Task prompt: Please format the items below as a two-column CSV with the headers instruction and points, one row per item, putting each item's text and its answer in a single quoted field with line breaks replaced by spaces. Cover every item and leave the pictures out.

[Location labeling items]
----------

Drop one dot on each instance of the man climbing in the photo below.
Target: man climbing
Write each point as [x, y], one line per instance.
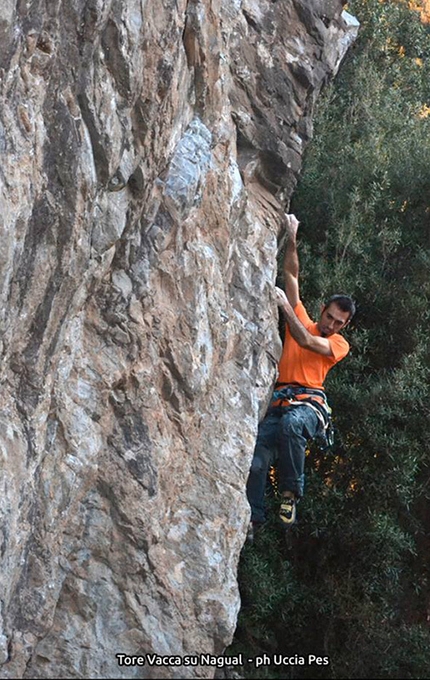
[299, 410]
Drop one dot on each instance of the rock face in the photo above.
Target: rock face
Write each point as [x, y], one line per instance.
[148, 152]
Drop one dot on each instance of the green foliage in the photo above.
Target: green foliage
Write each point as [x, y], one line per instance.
[353, 581]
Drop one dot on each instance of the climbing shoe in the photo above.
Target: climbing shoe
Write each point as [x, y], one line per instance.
[287, 511]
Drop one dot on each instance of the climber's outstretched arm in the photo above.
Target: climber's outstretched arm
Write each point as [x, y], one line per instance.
[300, 334]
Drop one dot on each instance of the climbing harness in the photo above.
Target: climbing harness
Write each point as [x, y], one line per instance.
[287, 394]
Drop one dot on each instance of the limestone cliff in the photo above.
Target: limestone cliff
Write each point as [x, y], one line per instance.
[149, 148]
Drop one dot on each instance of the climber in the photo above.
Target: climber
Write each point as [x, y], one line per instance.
[299, 410]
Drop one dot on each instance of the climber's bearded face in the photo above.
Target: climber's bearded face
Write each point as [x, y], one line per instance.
[332, 320]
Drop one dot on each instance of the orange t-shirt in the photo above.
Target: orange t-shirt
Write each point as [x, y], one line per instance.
[303, 366]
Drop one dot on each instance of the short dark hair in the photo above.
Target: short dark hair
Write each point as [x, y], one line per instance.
[344, 302]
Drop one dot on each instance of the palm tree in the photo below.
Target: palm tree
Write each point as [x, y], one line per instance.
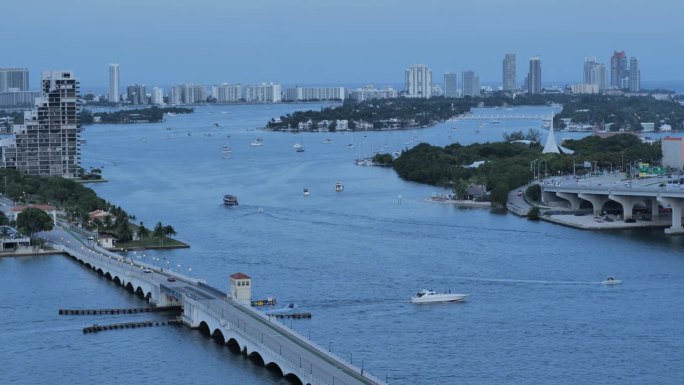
[159, 232]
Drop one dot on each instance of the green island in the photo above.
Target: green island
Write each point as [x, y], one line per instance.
[140, 115]
[615, 112]
[81, 208]
[505, 166]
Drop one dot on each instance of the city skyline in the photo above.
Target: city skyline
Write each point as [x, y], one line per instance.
[216, 49]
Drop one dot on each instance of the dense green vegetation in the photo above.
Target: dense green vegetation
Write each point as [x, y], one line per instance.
[151, 114]
[31, 221]
[77, 201]
[508, 165]
[617, 111]
[382, 113]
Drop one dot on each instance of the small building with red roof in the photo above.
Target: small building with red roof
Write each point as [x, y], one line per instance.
[241, 288]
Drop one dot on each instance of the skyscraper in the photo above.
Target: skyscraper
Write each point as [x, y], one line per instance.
[114, 82]
[13, 79]
[418, 81]
[595, 73]
[534, 76]
[450, 85]
[618, 68]
[634, 75]
[471, 84]
[47, 143]
[509, 72]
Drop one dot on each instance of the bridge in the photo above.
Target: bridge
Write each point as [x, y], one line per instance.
[626, 193]
[225, 318]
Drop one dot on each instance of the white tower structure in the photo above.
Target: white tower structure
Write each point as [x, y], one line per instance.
[241, 288]
[114, 82]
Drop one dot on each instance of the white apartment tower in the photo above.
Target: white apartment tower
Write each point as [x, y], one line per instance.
[114, 82]
[418, 81]
[47, 143]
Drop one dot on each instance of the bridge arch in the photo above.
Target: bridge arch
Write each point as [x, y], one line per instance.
[233, 345]
[218, 337]
[256, 358]
[204, 329]
[140, 292]
[292, 378]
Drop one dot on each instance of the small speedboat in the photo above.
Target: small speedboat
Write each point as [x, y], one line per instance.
[431, 296]
[230, 200]
[611, 281]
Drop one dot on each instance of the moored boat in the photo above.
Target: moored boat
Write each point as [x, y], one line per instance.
[431, 296]
[230, 200]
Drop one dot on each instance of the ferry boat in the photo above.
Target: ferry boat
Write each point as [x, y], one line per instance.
[431, 296]
[230, 200]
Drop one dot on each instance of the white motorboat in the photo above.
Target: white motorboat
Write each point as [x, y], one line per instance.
[431, 296]
[611, 281]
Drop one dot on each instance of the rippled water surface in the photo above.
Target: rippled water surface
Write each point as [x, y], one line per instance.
[536, 312]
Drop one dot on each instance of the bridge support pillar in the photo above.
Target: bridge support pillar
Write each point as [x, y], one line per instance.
[574, 200]
[597, 201]
[627, 203]
[676, 204]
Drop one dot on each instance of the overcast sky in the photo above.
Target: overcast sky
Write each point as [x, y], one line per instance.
[163, 42]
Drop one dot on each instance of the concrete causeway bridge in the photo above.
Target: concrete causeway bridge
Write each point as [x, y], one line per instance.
[227, 317]
[627, 195]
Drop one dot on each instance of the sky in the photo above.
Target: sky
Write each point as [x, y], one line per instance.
[165, 42]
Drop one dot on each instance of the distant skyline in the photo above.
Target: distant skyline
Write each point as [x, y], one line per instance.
[315, 41]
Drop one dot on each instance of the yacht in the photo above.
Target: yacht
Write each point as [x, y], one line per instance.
[431, 296]
[257, 142]
[611, 281]
[230, 200]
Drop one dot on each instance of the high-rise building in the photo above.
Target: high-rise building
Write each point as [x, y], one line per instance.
[634, 75]
[136, 94]
[157, 96]
[471, 84]
[618, 69]
[509, 72]
[594, 73]
[13, 79]
[534, 76]
[47, 142]
[450, 85]
[418, 81]
[114, 82]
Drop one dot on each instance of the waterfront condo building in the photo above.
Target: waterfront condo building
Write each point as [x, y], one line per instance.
[114, 82]
[450, 85]
[263, 93]
[509, 72]
[634, 75]
[314, 93]
[534, 76]
[13, 79]
[618, 69]
[47, 143]
[418, 81]
[471, 84]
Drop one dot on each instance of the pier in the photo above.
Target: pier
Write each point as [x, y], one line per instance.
[227, 317]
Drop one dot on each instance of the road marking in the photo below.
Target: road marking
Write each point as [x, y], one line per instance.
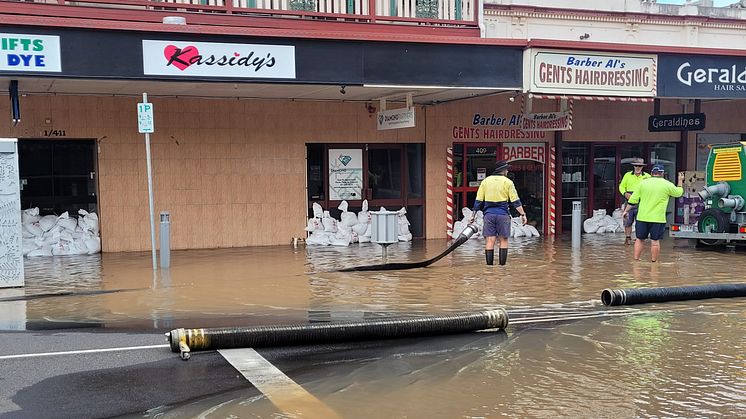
[283, 392]
[83, 351]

----------

Exercise output:
instruction,points
"Drop one dot on each instance of the man climbing in the photo below. Target: man climbing Write each point as [x, y], one line per instance.","[299, 410]"
"Drop one dot on each instance of the rock face in the photo above. Target: rock face Write each point as [x, y], one line per instance.","[148, 152]"
"Drop one dot on each instance of the green foliage in the photo above. Target: green foliage Write each point as [x, y], one line per instance.","[353, 581]"
"Drop one dot on each instance of the climbing shoe in the photo above. Target: climbing shoe Write each point as [x, y], one line per instance.","[287, 511]"
"Drop one dot on each instance of the climber's outstretched arm in the photo above. Target: climber's outstretched arm Write each point as [x, y], one line per instance.","[300, 334]"
"Drop one dot on each instance of the climbing harness in the photo above. Target: climbing harness Write each point as [x, y], one line per instance.","[287, 394]"
"Drop one dot on each instance of the limestone cliff in the photo above. Target: limestone cliff Write each point as [x, y], one line per instance.","[149, 148]"
"Drop one dot on each instance of the climber in the photo above. Target: climber Write each point as [x, y], one line per instance.","[299, 410]"
"Drop one dot on each instance of the climber's bearded face in the photo above. Target: climber's bearded face Write each point as [x, y], one line per instance.","[332, 320]"
"Drop one dot on each instance of the orange t-shirt in the photo above. Target: orange t-shirt Write each point as [x, y], one line per instance.","[303, 366]"
"Drop one dot on each instance of the short dark hair in the photo above. Target: short dark hair Write each point as [x, y], one line per instance.","[344, 302]"
"Drop one dot on each instance of the palm tree in the photo below. Target: palm tree Write each point as [x, y], one line per instance.","[159, 232]"
"Drop one dot on each instance of the green island in the photo above. Target: green island Write each point as [x, y], one line per instance.","[140, 115] [615, 112] [81, 208] [505, 166]"
"Drop one dot on each instance of the city skyline in the photo above. Target: city skyline Write each point as [x, y], one line per instance.","[216, 49]"
"Drop one dot on each instance of the dense green vegetation in the photo above. Target: dense green vegetation Write each point as [x, y], one line per instance.","[151, 114] [31, 221] [77, 201] [508, 165] [617, 111] [382, 113]"
"Drop one dot on each instance of the small building with red roof in the photo above. Target: small building with red roof Write each point as [x, y], one line per instance.","[241, 288]"
"Drop one dot on each instance of the skyscraper in the photo above. Target: skyscraper Write each point as [x, y], one line per instance.","[114, 82] [13, 79] [418, 81] [595, 73] [534, 76] [450, 85] [618, 68] [634, 75] [471, 84] [47, 143] [509, 72]"
"Drop one dot on each instance of the bridge in the photo above. Target: bridge Write each point as [x, y], one line per instance.","[626, 193] [225, 318]"
"Drop one dot on each instance of the white tower structure in the photo above. Target: white tower structure Write each point as [x, y], one line per instance.","[241, 288] [114, 82]"
"Drop one dot on each instance of the white apartment tower in the photo above. Target: white apartment tower Write each point as [x, y], one line per instance.","[114, 82] [418, 81] [47, 143]"
"Drop one dot on each instance of the bridge arch in the photo above. Target: bridge arch Write each point as [x, y], one line per instance.","[233, 345] [218, 337] [256, 358] [204, 329] [140, 292] [292, 378]"
"Drop one dot on each instance of the small speedboat in the photo above. Target: small speedboat Write each point as [x, y], one line per instance.","[431, 296] [230, 200] [611, 281]"
"Drop one dot on each instance of the moored boat in the photo above. Target: moored boat Write each point as [x, y], one line per instance.","[431, 296] [230, 200]"
"Drop one dot on each instance of the ferry boat in the photo above. Target: ferry boat Write each point as [x, y], one line per instance.","[431, 296] [230, 200]"
"Drop one dot on each instance of the white motorboat in the photo above. Target: white motorboat Write each point as [x, y], one line per instance.","[431, 296] [611, 281]"
"Drop one dot on each instance of the rippled water surface in the photo above. Target: rippled water surface Write each point as [x, y], one line per instance.","[536, 312]"
"Drop one dot on each instance of the bridge support pillar in the photo above. Target: bridge support pillar Write each point as [x, y], one line per instance.","[574, 200] [597, 201] [627, 203] [676, 204]"
"Drop one dot on each instance of the overcast sky in the photo above. Target: overcast sky Write each point as [x, y], one line per instance.","[163, 42]"
"Drop one dot on each instance of the concrete causeway bridge in the photo above. Target: concrete causeway bridge Write each point as [x, y], one line per instance.","[227, 317] [627, 195]"
"Drop one dot on each instance of the sky in the photo above. Target: sky Write each point as [x, y], one line per instance.","[165, 42]"
"Drop one dot on each instance of the distant skyline in the photo above. Target: distant skyline Write each point as [x, y], one line per instance.","[315, 41]"
"Drop one dot on each instance of the yacht in the photo above. Target: yacht Write each point as [x, y], one line per instance.","[431, 296] [257, 142] [611, 281] [230, 200]"
"Drop one dot on each instance of the high-rise building in the photo above. Target: high-rise building Write each point as [x, y], one line per instance.","[634, 75] [136, 94] [157, 96] [471, 84] [618, 69] [509, 72] [594, 73] [13, 79] [534, 76] [47, 142] [450, 85] [418, 81] [114, 82]"
"Drop one dot on each instance of the waterfront condo building in the photo above. Target: waterfront condo building Write each point as [x, y], one line per instance.","[114, 82] [450, 85] [263, 93] [509, 72] [634, 75] [314, 93] [534, 76] [13, 79] [618, 69] [47, 143] [418, 81] [471, 84]"
"Drop one dot on each instance of the pier in the photo above. Target: pier Write each point as [x, y], one line per instance.","[227, 317]"
"Drop one dot on each instance of the road marking in the photo below. Target: road marking Write each point as [x, y], one line per instance.","[283, 392] [83, 351]"